▼
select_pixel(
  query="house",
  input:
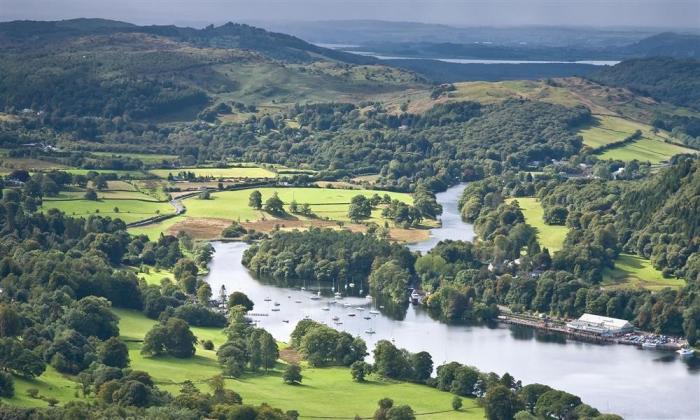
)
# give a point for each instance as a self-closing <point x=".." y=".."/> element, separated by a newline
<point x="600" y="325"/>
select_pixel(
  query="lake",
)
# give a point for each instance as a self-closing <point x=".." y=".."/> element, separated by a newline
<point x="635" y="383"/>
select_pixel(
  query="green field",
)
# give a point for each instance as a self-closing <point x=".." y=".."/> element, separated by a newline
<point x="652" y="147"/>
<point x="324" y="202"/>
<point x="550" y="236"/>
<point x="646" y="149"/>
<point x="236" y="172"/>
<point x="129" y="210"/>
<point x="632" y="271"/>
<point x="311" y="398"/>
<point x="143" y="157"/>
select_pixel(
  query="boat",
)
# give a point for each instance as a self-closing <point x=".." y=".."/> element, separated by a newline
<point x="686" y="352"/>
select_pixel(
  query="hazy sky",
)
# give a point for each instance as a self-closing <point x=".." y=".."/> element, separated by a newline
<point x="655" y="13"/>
▲
Запрос: Пожалуйста, выведи все данные выше дословно, строка за строкой, опустив изображения.

Ответ на задание:
select_pixel(
  query="house",
  input:
)
# give a point for each instance as a self-closing <point x=".." y=".."/> element, separated by a newline
<point x="600" y="325"/>
select_pixel(
  query="lake",
)
# give a point for each instance as a self-closing <point x=".." y=".."/> element, separated by a newline
<point x="635" y="383"/>
select_pixel(
  query="green field",
)
# give a point for each instance as a self-closing <point x=".." y=".."/> element, separated by a newline
<point x="652" y="147"/>
<point x="324" y="202"/>
<point x="550" y="236"/>
<point x="646" y="149"/>
<point x="236" y="172"/>
<point x="129" y="210"/>
<point x="632" y="271"/>
<point x="311" y="398"/>
<point x="143" y="157"/>
select_pixel(
  query="boat",
)
# give a point for each instance as a self-closing <point x=".." y=".."/> element, separated by a newline
<point x="686" y="352"/>
select_pixel(
  query="hazy sky",
)
# give a point for each instance as a self-closing <point x=".." y=".."/> element, separated by a newline
<point x="655" y="13"/>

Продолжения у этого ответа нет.